> Text excerpt:
◆ ◆ ◆ ◆

VIDEO: Sen. Sullivan makes first public appearance since cancer surgery
8 months ago
Sullivan and Spring discuss funding for local projects
State Senator John Sullivan (D – Rushville) and Mayor John Spring of Quincy visited the Kroc Center this morning to discuss $1.2 million in funding through grants from the Illinois Department of Commerce and Economic Opportunity (DCEO) and the Illinois Department of Transportation (IDOT) for this important project.
“The Kroc Center not only brought 130 new jobs to downtown Quincy, but it also prompted this important long-term investment in infrastructure," Sullivan said. "With the increased foot traffic brought in by the new Kroc Center and the recently completed Adams County Health Department building, I believe it is important to improve the surrounding area to make it safe, accessible, and well-lit for the residents of Quincy.”
While the Adams County Health Department was mentioned, Adams County Board Chairman Mike McLaughlin said he was not made aware of the senator's appearance this morning.

◆ ◆ ◆ ◆

> Exercise instructions:
1. Translate this sentence from the Kroc Center funding article into Spanish: "While the Adams County Health Department was mentioned, Adams County Board Chairman Mike McLaughlin said he was not made aware of the senator's appearance this morning."
2. Answer these questions from the Kroc Center funding article:
(a) What amount of funding did Sullivan and Spring discuss?
(b) How many new jobs does Sullivan say the Kroc Center brought to downtown Quincy?
(c) Who is the Adams County Board Chairman?

Natural language region descriptions
◆ ◆ ◆ ◆

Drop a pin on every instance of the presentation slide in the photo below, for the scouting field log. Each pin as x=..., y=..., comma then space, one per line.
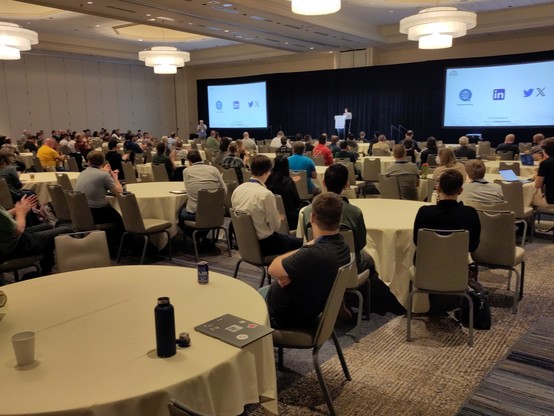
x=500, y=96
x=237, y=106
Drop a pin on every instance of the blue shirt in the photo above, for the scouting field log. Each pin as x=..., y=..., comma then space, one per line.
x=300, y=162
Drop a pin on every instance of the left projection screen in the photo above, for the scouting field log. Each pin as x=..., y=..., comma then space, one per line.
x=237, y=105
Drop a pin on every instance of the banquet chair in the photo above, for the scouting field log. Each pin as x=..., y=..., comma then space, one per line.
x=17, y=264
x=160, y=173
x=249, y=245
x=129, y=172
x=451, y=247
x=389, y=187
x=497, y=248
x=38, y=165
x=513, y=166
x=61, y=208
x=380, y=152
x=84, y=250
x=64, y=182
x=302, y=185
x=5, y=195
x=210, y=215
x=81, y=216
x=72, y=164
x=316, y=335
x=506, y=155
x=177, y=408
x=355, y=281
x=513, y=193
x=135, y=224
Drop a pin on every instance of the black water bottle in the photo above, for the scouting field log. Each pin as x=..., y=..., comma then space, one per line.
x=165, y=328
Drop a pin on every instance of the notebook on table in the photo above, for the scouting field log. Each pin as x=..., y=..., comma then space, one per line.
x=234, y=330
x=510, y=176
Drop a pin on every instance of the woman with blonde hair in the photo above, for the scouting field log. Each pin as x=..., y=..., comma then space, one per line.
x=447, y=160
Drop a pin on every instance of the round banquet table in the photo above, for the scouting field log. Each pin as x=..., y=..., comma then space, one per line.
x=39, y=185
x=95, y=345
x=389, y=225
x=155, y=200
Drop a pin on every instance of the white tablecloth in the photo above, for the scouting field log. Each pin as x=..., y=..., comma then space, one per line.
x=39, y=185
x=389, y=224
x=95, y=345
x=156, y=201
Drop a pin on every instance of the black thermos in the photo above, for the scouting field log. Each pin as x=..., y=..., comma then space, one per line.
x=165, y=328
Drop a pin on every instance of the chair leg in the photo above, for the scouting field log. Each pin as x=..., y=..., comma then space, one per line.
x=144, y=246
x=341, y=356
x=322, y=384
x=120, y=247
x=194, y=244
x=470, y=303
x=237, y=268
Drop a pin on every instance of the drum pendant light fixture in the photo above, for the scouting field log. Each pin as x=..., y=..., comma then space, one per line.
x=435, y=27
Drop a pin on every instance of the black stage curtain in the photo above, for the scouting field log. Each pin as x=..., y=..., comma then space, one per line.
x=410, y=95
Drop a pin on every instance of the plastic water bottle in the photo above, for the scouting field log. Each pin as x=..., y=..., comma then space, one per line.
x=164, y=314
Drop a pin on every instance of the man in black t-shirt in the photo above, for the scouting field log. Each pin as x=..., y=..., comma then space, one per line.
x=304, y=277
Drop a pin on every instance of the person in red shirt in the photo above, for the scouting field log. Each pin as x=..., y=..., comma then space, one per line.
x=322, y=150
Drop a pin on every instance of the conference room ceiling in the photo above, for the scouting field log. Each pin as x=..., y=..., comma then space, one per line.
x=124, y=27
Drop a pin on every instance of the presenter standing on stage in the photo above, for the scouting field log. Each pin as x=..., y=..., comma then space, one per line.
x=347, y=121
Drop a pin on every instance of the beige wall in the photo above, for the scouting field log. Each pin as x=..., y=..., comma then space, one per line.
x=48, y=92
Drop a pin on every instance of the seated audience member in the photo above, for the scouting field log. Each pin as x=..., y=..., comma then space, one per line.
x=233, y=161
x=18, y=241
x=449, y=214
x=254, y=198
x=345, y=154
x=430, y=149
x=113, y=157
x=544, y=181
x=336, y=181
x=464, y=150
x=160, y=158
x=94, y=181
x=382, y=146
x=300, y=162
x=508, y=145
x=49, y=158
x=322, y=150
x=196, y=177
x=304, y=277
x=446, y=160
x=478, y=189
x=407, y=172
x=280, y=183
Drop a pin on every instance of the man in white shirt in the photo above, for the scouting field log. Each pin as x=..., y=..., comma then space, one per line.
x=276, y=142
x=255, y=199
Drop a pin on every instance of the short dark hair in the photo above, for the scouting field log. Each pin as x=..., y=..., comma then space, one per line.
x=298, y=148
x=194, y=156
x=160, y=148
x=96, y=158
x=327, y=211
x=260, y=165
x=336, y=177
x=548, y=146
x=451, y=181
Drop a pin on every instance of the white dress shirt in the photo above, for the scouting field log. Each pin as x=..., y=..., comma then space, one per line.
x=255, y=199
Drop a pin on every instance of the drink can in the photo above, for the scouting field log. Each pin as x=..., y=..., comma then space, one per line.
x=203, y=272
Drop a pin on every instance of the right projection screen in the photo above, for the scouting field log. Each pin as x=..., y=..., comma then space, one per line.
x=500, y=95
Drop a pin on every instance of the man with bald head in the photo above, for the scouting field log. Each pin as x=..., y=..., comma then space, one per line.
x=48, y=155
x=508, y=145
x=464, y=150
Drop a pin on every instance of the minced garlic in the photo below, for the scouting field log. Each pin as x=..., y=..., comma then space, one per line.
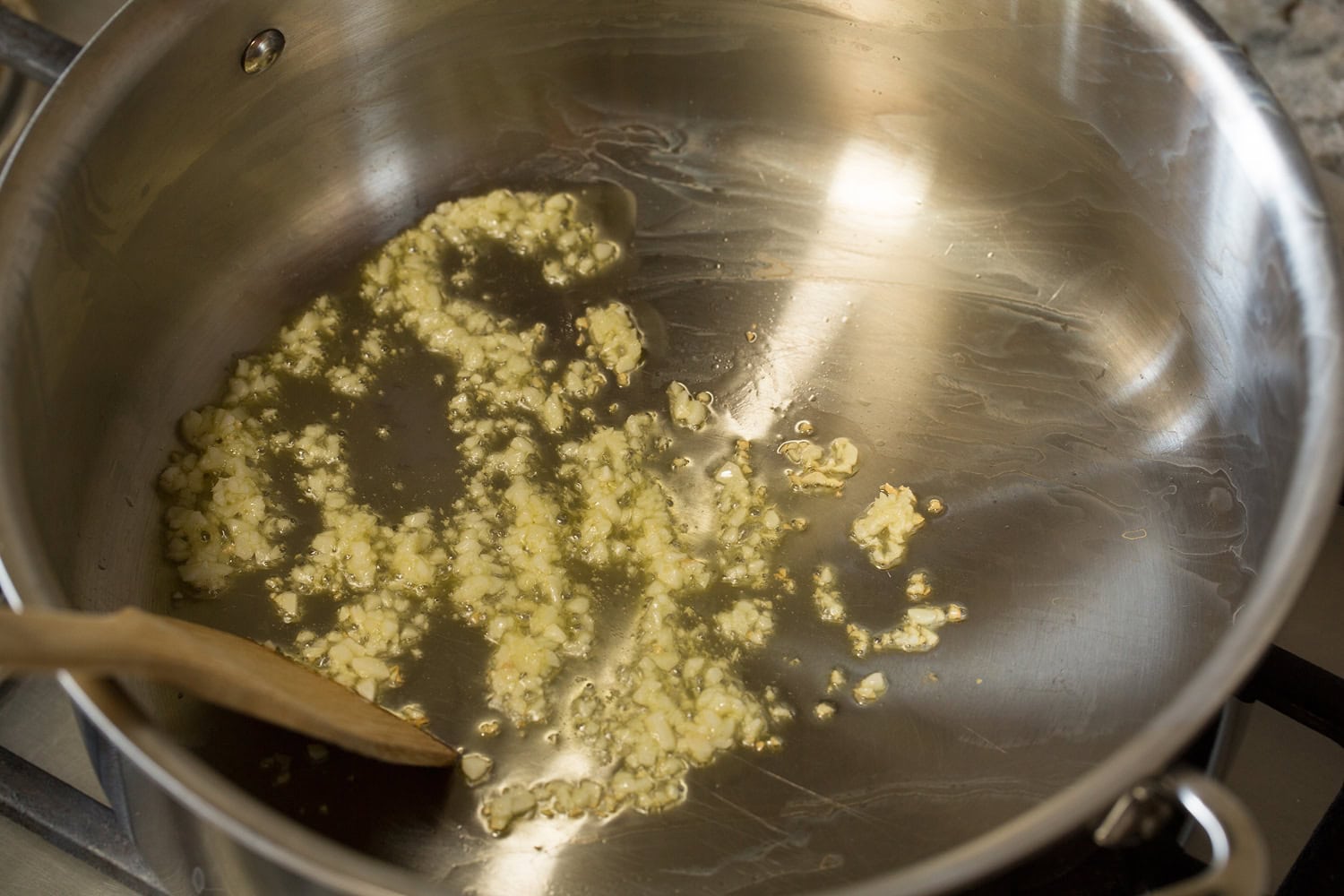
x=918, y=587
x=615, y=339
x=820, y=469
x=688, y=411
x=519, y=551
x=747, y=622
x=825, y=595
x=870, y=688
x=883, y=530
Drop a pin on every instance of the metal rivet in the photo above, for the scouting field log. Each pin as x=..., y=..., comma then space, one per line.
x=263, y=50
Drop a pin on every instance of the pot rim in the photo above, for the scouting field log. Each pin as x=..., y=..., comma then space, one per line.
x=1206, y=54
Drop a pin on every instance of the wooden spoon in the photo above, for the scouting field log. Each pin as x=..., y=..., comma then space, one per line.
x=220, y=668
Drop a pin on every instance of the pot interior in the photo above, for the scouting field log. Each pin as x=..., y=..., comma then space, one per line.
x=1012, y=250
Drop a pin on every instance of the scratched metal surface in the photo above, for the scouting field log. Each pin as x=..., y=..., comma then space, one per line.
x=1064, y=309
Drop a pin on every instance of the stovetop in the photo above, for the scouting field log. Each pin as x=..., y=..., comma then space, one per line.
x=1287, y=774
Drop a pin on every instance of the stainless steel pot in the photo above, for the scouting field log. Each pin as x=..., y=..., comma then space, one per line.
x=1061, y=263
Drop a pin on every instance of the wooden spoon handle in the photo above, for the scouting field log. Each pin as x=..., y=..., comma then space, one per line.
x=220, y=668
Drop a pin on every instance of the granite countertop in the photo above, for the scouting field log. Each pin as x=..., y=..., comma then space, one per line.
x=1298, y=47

◆ ◆ ◆ ◆

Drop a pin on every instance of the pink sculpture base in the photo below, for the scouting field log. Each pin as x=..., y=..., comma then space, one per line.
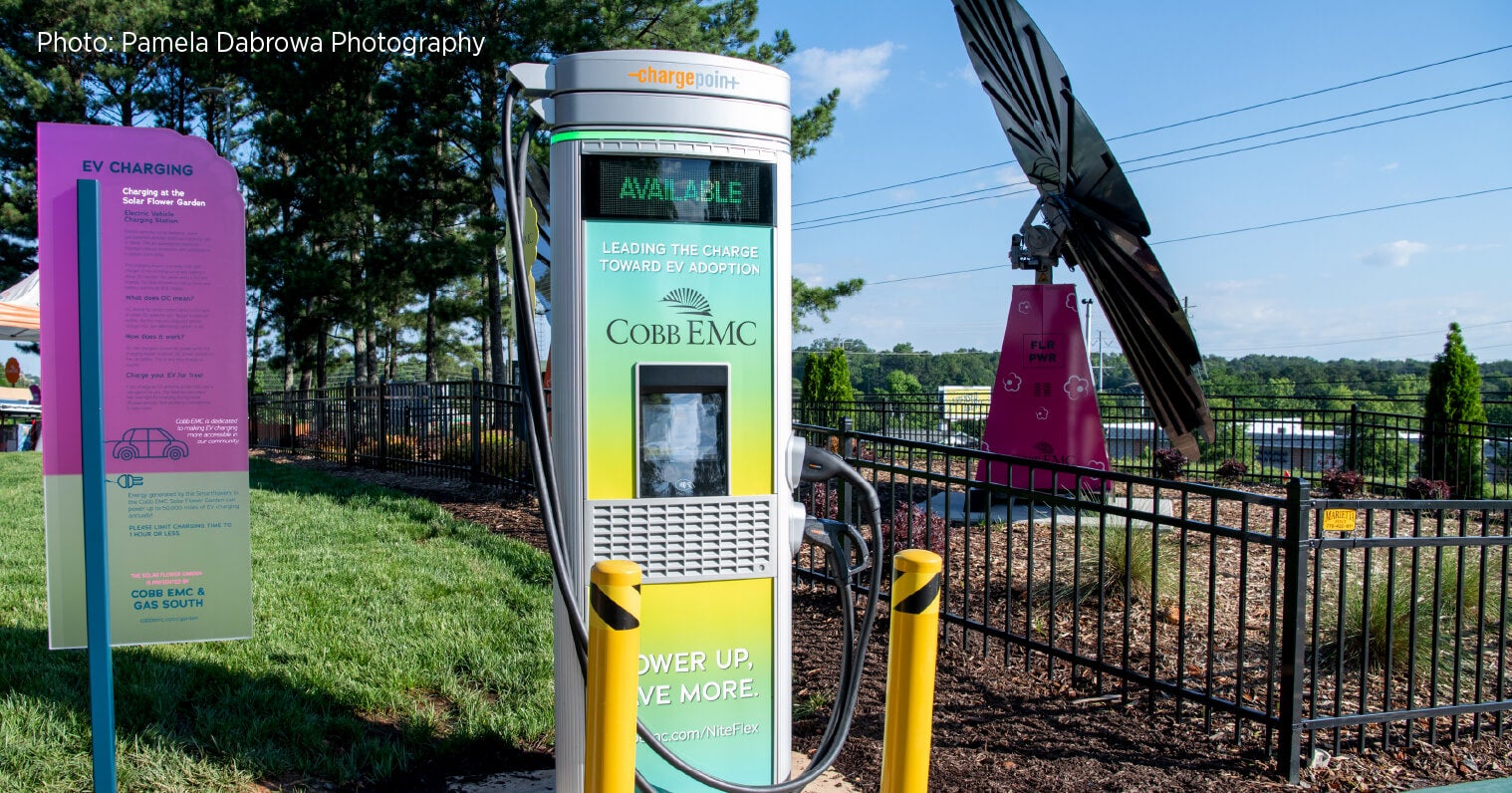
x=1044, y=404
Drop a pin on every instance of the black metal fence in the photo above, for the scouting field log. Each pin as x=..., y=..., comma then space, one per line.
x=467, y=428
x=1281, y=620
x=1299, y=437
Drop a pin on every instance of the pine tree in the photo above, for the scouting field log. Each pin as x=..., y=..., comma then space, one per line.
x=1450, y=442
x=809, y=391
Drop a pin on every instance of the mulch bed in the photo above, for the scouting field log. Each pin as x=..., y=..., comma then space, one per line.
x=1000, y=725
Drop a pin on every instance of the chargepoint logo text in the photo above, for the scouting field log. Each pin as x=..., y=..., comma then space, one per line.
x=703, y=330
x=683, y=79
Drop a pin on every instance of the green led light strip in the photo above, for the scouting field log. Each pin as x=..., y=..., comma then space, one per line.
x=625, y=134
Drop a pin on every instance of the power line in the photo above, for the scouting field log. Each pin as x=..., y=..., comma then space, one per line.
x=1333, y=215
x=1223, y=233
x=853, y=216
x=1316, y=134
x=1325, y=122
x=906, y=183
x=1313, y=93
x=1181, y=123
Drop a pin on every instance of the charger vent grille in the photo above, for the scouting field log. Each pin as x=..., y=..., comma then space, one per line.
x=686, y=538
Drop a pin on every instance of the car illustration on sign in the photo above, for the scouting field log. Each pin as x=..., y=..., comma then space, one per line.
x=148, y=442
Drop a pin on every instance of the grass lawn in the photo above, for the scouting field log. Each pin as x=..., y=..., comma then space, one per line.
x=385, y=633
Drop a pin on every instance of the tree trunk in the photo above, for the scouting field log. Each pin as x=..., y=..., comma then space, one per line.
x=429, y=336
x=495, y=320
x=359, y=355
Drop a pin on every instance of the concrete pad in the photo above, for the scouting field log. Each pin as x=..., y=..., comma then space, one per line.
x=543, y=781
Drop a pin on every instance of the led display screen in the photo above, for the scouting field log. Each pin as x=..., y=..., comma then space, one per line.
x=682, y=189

◆ ◆ ◆ ◆

> Answers for this exercise:
1. Aunque se mencionó el Departamento de Salud del Condado de Adams, el presidente de la Junta del Condado de Adams, Mike McLaughlin, dijo que no se le informó de la comparecencia del senador esta mañana.

2.
(a) $1.2 million
(b) 130
(c) Mike McLaughlin